TEXTO DA PÁGINA.
■ ■ ■ ■ ■
25 de junho de 2012

Crenças Céticas XIX - Como refutar qualquer coisa (Texto de Daniel Drasin) 1


"...insista sempre que a ciência consiste simplesmente na aplicação pura e simples da dúvida." D. Drasin.

Na sequência de posts "Como refutar qualquer coisa" que se inicia neste post, é feita uma tradução adaptada e comentada do excelente texto de Daniel Drasin "Zen ... and the Art of Debunkery". Já discutimos anteriormente em vários posts da série "Crenças Céticas" o comportamento de céticos e auto-proclamados defensores da razão que se colocam contra a ocorrência de fenômenos considerados anômalos. Dentre esses, fatos psíquicos e mediúnicos estão frequentemente sob ataque, razão porque achamos instrutivo ler o que Drasin já afirmou sobre o assunto. De forma geral, porém, os "contra-conselhos" de Drasin também podem ser usados em vários outros contextos.
■ ■ ■ ■ ■
INSTRUÇÃO 1. Segundo o texto da página, por que foi considerado instrutivo ler o que Drasin afirmou sobre o assunto? Responda em uma ou duas frases.
■ ■ ■ ■ ■
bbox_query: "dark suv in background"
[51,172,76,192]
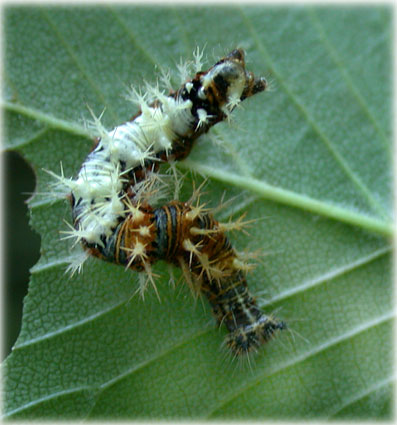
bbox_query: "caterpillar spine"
[51,49,286,355]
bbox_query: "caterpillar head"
[199,49,268,112]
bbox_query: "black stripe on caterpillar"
[49,49,285,354]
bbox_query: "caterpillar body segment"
[151,202,286,355]
[57,49,286,355]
■ ■ ■ ■ ■
INSTRUÇÃO 2. Conte as linhas que contêm a palavra "caterpillar", levando em conta maiúsculas e minúsculas. Informe apenas o número.

RESPOSTA FINAL 1. Porque fatos psíquicos e mediúnicos estão frequentemente sob ataque de céticos e autoproclamados defensores da razão que se colocam contra a ocorrência de fenômenos considerados anômalos.

RESPOSTA FINAL 2. 4